_TASK_: Each entry below is to be returned exactly, with any pictures left out.

_STUDY MATERIAL_:
▬▬▬

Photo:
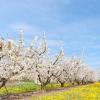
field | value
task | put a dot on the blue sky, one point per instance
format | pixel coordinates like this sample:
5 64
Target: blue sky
75 22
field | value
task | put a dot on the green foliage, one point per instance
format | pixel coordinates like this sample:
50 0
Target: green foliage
21 88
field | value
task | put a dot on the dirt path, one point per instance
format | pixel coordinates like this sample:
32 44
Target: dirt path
42 93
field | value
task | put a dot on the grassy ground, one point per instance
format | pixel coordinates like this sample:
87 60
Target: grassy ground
20 88
90 92
23 87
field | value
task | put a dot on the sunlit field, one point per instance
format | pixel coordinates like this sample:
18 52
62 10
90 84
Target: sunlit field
88 92
20 88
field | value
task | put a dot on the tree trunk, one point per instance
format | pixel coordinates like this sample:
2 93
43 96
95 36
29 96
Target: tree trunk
62 84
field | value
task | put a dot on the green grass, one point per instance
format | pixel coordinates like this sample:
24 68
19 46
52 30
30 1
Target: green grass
21 88
90 92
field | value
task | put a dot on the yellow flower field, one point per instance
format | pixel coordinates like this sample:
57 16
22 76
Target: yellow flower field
88 92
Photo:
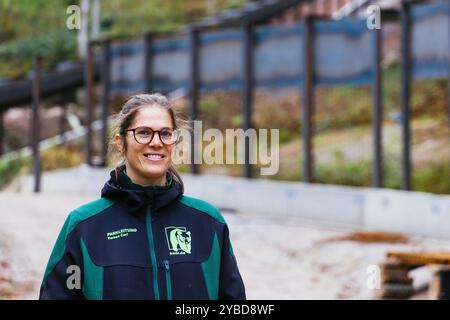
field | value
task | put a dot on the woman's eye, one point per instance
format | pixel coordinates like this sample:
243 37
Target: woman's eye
144 132
166 134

▬▬▬

_RESULT OF THE EXERCISE_:
Photo:
field | value
task | put a dot on the blue sky, one point per instance
format | pixel coordinates like this sample:
5 64
Target: blue sky
75 22
field | value
task | put a dot on the green foliage, one point per instance
format | pixel coordinates like this sample:
50 0
Target: green foliage
21 88
field | value
task | put a dot on the dirt path, one point per instance
format | pixel coordinates like this sample:
32 44
Target: dirt path
42 93
field | value
task | put a dot on the grassy ground, one point per instance
format | pixel coordinates like this sample:
87 60
Target: grassy ground
20 88
90 92
23 87
field | value
task | put a dot on the sunlit field, one point per instance
format | pixel coordinates like this sample:
18 52
62 10
90 84
Target: sunlit field
88 92
20 88
field | value
task | put a dot on the tree trunk, one point per instance
format | pixel coordinates like this sample:
2 93
43 96
95 36
29 96
Target: tree trunk
62 84
field | value
task | put a dot on the green grass, one point per instance
format | pixel coordinates like this sample:
24 68
19 46
52 30
30 1
Target: green grass
21 88
90 92
field | value
task | put a dot on the yellow flower field, one point per instance
format | pixel coordinates like this sample:
57 16
22 76
Target: yellow flower field
88 92
Photo:
field | value
task | put a dot on the woman's eye, one point per instance
format | pixel coordinates like this sample:
243 37
Target: woman's eye
144 132
166 134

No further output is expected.